===== Dataset extract =====

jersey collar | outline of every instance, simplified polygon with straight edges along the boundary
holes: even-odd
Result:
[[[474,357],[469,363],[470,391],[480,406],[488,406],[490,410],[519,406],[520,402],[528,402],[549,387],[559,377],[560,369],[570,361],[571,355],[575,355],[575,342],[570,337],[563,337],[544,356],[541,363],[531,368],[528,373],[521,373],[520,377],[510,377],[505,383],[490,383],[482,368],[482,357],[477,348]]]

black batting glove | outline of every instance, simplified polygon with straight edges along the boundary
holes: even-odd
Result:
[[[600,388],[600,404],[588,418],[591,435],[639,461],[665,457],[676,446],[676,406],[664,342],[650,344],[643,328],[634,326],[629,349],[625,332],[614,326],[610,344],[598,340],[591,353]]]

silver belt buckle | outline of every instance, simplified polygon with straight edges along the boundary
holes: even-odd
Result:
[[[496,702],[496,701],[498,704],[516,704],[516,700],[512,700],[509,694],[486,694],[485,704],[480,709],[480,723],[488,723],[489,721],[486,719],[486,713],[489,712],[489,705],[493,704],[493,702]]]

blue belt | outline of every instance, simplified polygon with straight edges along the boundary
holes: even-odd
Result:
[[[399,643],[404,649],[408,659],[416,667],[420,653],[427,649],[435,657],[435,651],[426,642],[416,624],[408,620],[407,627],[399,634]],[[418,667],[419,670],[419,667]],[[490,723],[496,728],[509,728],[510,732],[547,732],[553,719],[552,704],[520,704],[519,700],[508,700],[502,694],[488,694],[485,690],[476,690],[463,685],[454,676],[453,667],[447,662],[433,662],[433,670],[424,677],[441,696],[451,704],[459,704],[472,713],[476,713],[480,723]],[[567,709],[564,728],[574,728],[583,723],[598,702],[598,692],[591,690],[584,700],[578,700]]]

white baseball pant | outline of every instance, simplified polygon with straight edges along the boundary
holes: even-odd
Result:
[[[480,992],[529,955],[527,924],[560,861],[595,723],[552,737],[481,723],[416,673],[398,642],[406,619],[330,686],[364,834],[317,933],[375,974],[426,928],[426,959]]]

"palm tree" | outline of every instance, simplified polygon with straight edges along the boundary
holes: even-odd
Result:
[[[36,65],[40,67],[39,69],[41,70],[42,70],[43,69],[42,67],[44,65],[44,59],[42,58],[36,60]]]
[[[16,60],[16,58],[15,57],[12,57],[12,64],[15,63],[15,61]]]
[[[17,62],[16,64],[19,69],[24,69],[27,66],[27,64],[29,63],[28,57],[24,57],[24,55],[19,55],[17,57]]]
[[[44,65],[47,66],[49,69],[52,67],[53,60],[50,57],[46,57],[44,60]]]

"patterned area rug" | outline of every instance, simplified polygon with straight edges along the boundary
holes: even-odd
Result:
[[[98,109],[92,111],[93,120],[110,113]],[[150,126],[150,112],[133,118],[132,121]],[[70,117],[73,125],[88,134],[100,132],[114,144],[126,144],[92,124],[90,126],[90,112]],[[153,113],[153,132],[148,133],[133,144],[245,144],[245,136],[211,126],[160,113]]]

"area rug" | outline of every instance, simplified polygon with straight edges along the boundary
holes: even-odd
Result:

=====

> **Problem details**
Repeat, without changes, every line from the one that contains "white baseball pant" through the final line of the data.

> **Solution to this exercise**
white baseball pant | outline of every instance, simplified polygon with straight edges along the boundary
holes: even-odd
Result:
[[[480,992],[529,955],[527,924],[560,861],[595,723],[552,737],[481,723],[416,673],[398,642],[406,619],[330,686],[364,834],[317,933],[375,974],[426,928],[426,959]]]

"palm tree" | outline of every instance, simplified polygon with straight edges along the boundary
holes: even-odd
Result:
[[[36,65],[40,67],[39,69],[41,70],[42,70],[43,69],[42,67],[44,65],[44,59],[42,58],[36,60]]]
[[[16,60],[16,58],[15,57],[12,57],[12,64],[15,63],[15,61]]]
[[[17,62],[16,64],[19,69],[24,69],[27,66],[27,64],[29,63],[28,57],[24,57],[24,55],[19,55],[17,57]]]
[[[44,65],[47,66],[49,69],[52,67],[53,60],[50,57],[46,57],[44,60]]]

"patterned area rug" | outline of every instance, simplified polygon with straight edges along the boundary
holes: even-odd
Result:
[[[98,109],[92,111],[93,120],[110,113]],[[150,126],[150,112],[133,118],[132,121]],[[70,117],[73,125],[88,134],[100,132],[114,144],[126,144],[92,124],[90,126],[90,112]],[[153,113],[153,132],[148,133],[133,144],[245,144],[245,136],[211,126],[160,113]]]

"area rug" | outline of every instance, simplified polygon with straight edges along the boundary
holes: even-odd
Result:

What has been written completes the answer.